PASSAGE FOR REVIEW:
Friday, March 14, 2008

Courter: Allied Arts hosting South African arts manager

Andre Le Roux is four days into his visit to Chattanooga from South Africa, where he is manager of the Southern Music Rights Organization Endowment for the National Arts. SAMRO oversees music publishing in that country much the same way ASCAP does here, Leroux said.

He is here as part of a Kennedy Center mentor program designed to train international arts organization managers. He spent last week at the center and will spend a week here hosted by Allied Arts and will return to New York for another week of discussion.

Le Roux said he is spending of his time here researching two aspects of the Allied Arts model. The first is the Partners in Education Program with Hamilton County Schools and the other how AA handles fundraising and distribution for a variety of arts organizations.

“Fundraising is always an issue with arts organizations,” he said.

He is especially interested in learning more about encouraging estate giving from arts patron.

Le Roux said being able to spend a week at the Kennedy and then coming here to witness an organization at the “grass roots” level has been valuable to his work.

“It is so nice to be getting that perspective immediately after the Kennedy Center experience.”

* Bessie Smith, who has been dead since 1937, will be inducted into the Nesuhi Ertegun Jazz Hall of Fame at Jazz at Lincoln Center in November, according to a news release.

The folks at Jazz at Lincoln Center wrote of the Chattanooga native, best known as the Empress of the Blues, “No one has equaled her combination of vocal power, emotional projection and incomparable time.”

Smith will be inducted along with Mary Lou Williams, Gil Evans and Ornette Coleman.

DATA PROVIDED:
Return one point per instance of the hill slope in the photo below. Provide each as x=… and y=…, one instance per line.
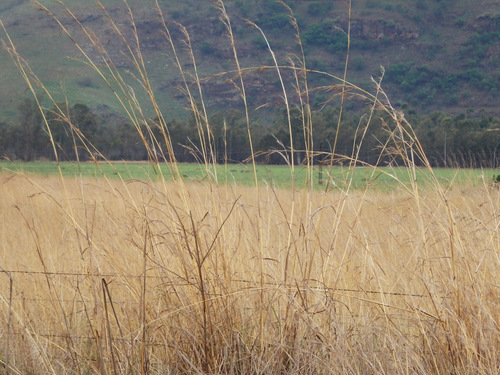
x=437, y=55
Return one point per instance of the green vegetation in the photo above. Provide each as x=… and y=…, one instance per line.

DESCRIPTION OF THE TASK: Write the next part of the arts news column about Andre Le Roux and Bessie Smith, starting right after its final sentence.

RESULT:
Smith began her singing career on local street corners at age 9 and sometime in her teens joined the Rabbit Foot Minstrels traveling show led by Gertrude “Ma” Rainey. At the height of her career, Smith sold 100,000 records a week. She performed with all of the greats of the day including Benny Goodman, Louis Armstrong and Fletcher “Smack” Henderson.

She died in Clarksdale, Miss., from injuries received in an automobile accident. She is buried in Philadelphia.

Locally, a performance hall on Martin Luther King Jr. Boulevard and a strut during Riverbend are named in her honor.

* Club Fathom on Market Street will host a tribute jam with dance crews and old-school hip-hop to celebrate the life of Nathan “B-Boy Mirakle” Bennett, who died recently after battling two brain infections and spinal menengitis. He was 25 years old.

According to longtime friend and colleague Konstruct, “The tribute itself is a celebration of his life. He was always a peacekeeper and had a lot of love in his heart.”

The event will take place from 7-midnight. It will feature “clean” old-school hip-hop and dance music from the ’70s, ’80s and ’90s provided by DJ Alphatrion, and dance performances by several groups including Risen From the Ashes, the HBO Crew, the Cipher Addictz and the ATL Funk Lordz.

“This is an all-ages event.

Admission is $6, which will cover costs, according to Kunstruct.